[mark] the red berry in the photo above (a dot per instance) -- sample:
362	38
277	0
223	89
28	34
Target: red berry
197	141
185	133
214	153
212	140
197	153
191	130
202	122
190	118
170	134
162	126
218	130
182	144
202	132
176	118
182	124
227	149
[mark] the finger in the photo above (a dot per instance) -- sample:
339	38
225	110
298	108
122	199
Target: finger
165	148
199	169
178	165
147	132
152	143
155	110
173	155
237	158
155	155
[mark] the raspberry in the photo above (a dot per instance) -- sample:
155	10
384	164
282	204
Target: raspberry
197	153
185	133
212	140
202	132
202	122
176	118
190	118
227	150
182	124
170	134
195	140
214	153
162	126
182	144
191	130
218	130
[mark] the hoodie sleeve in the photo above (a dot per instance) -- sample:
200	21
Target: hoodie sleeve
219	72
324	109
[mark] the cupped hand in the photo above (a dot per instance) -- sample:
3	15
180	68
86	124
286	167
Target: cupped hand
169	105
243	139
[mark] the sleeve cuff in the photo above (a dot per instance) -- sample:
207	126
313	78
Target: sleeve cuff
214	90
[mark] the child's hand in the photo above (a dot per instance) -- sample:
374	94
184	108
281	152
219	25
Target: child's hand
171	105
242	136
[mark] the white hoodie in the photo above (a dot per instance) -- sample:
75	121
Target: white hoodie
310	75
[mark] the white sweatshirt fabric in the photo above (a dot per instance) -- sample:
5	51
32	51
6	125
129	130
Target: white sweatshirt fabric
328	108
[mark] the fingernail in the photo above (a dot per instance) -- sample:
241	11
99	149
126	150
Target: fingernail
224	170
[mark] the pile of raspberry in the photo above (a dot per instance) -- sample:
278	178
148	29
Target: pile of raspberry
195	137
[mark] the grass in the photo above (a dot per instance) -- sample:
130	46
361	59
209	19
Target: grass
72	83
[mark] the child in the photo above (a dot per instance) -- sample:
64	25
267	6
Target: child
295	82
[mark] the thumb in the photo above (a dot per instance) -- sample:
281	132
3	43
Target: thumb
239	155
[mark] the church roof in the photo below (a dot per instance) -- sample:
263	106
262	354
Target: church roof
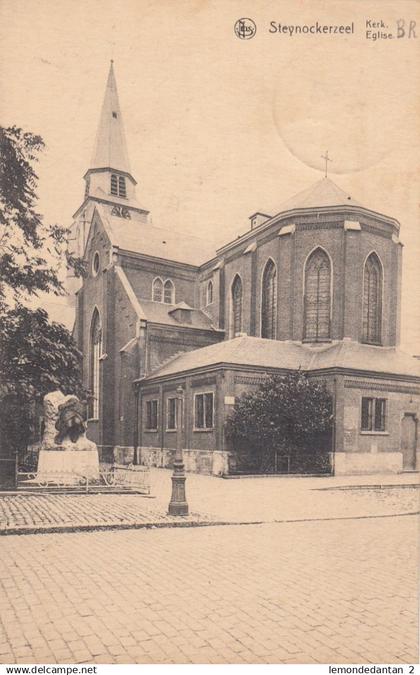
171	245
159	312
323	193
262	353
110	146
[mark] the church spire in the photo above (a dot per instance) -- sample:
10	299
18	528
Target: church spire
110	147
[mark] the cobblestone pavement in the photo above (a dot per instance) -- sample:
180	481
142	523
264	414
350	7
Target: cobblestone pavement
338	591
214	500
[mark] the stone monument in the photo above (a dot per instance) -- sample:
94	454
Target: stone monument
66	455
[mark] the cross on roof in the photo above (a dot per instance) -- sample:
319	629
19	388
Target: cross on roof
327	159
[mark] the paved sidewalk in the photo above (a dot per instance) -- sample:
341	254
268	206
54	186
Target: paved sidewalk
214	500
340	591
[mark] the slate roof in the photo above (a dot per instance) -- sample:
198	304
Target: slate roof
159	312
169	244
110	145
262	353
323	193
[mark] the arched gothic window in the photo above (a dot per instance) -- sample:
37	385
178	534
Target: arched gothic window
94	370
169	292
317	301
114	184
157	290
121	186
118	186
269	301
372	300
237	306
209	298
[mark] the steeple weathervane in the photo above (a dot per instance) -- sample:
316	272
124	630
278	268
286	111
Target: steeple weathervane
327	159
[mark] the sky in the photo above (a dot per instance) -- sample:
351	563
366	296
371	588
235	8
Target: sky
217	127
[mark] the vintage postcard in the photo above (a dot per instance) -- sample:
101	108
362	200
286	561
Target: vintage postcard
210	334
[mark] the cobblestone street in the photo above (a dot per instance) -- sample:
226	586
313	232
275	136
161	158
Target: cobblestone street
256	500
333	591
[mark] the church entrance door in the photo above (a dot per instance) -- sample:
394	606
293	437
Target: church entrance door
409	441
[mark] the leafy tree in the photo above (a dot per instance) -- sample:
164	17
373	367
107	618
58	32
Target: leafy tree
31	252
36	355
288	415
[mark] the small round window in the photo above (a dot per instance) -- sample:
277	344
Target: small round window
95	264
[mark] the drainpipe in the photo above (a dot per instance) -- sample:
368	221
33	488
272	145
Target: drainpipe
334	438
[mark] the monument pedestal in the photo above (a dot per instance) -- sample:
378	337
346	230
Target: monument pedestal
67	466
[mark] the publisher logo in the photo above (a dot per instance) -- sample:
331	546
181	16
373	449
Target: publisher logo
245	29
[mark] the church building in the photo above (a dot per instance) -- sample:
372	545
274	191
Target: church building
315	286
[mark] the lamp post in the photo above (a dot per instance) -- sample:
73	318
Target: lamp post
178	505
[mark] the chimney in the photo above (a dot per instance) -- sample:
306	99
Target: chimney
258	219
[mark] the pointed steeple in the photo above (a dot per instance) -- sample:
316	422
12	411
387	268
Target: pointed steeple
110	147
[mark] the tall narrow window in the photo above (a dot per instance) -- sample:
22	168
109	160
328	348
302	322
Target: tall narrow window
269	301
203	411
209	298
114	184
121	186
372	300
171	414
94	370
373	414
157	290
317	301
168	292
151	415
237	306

...

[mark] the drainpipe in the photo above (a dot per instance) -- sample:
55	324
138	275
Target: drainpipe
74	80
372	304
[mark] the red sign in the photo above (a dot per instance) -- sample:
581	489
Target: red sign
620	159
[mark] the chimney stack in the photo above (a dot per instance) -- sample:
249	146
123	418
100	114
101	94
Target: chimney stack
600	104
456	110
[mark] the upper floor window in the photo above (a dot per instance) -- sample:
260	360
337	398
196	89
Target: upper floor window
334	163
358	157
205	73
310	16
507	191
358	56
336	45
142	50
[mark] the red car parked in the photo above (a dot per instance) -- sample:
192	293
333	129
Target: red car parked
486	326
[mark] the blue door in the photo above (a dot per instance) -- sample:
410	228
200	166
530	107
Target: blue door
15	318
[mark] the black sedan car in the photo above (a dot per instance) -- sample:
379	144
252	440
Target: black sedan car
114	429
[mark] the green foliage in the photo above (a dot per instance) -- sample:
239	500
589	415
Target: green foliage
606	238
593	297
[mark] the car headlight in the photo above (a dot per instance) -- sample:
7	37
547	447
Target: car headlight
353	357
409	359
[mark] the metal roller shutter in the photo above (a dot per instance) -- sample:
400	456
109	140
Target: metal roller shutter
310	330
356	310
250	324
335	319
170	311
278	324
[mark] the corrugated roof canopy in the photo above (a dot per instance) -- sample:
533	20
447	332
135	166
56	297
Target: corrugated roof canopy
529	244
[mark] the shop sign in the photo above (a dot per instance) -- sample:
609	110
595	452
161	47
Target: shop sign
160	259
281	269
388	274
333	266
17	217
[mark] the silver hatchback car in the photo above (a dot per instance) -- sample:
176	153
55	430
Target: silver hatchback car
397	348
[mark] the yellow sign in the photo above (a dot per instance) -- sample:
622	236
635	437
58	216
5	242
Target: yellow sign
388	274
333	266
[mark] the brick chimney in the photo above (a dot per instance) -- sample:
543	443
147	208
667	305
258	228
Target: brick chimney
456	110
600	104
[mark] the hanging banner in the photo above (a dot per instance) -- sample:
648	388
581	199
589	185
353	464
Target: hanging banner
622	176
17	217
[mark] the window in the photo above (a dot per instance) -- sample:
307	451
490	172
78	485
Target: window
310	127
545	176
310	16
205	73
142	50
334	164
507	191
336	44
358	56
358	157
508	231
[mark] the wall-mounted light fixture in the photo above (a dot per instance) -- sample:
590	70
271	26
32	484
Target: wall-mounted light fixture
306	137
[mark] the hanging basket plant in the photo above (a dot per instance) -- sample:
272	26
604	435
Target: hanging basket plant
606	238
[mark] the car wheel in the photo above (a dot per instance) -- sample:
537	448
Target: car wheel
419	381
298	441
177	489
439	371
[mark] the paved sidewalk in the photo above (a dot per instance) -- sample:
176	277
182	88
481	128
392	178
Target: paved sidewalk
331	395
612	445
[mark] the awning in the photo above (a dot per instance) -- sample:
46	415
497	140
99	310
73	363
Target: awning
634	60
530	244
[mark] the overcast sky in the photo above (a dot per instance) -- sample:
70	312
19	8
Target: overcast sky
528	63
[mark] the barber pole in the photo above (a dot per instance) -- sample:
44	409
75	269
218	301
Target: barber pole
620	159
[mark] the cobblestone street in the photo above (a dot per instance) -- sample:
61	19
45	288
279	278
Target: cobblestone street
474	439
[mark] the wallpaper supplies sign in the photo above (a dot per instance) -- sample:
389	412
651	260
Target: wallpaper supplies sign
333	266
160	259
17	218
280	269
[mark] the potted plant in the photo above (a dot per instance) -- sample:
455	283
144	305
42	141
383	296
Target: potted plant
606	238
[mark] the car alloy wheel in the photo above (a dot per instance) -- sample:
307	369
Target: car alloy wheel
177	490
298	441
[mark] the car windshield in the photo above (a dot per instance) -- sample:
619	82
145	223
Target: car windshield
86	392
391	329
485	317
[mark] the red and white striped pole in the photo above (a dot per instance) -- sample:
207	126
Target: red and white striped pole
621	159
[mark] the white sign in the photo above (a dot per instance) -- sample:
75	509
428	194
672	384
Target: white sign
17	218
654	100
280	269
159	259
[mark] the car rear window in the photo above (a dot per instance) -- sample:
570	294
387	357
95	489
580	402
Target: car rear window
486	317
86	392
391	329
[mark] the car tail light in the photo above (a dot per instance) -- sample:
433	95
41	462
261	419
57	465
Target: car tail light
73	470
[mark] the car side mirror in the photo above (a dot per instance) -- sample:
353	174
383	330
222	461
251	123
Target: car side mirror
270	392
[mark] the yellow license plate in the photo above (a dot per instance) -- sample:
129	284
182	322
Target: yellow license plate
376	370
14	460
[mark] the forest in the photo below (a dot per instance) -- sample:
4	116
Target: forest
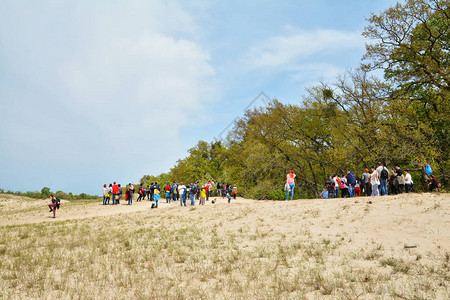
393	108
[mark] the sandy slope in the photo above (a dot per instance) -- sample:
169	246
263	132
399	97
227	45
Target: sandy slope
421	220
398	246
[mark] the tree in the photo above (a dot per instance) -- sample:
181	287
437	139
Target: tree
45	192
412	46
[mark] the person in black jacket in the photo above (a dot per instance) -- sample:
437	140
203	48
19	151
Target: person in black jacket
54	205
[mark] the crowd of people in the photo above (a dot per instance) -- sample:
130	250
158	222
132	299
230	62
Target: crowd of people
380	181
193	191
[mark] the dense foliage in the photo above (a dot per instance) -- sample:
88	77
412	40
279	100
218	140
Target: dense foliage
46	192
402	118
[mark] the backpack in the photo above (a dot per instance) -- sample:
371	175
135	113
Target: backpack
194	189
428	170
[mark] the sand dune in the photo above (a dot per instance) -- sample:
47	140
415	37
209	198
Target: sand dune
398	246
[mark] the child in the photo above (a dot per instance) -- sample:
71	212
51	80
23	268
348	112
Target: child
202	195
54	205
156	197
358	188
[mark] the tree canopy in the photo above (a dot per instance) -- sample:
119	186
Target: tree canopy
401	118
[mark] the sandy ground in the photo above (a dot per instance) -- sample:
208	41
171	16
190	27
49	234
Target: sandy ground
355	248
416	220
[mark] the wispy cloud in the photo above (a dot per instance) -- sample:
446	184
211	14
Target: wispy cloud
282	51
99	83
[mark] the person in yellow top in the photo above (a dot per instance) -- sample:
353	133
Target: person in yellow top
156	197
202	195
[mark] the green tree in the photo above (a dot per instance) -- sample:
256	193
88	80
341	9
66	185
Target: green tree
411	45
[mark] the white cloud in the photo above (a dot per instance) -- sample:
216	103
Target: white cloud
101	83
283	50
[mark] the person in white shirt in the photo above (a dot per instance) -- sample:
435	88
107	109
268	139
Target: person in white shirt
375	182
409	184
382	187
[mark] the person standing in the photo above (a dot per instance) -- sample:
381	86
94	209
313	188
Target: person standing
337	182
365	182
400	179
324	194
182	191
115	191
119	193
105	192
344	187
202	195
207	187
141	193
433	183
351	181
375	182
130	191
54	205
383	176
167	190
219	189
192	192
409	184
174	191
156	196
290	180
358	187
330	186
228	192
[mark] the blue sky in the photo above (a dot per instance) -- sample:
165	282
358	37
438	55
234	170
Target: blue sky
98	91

YOUR GOAL:
If a line in the material above contains the word "below", copy it.

COMPLETED EXERCISE:
[mark] the church roof in the photo below (a dot per instance) -- sample:
[mark] the forest in the photo below (a dot per instance) -- sample:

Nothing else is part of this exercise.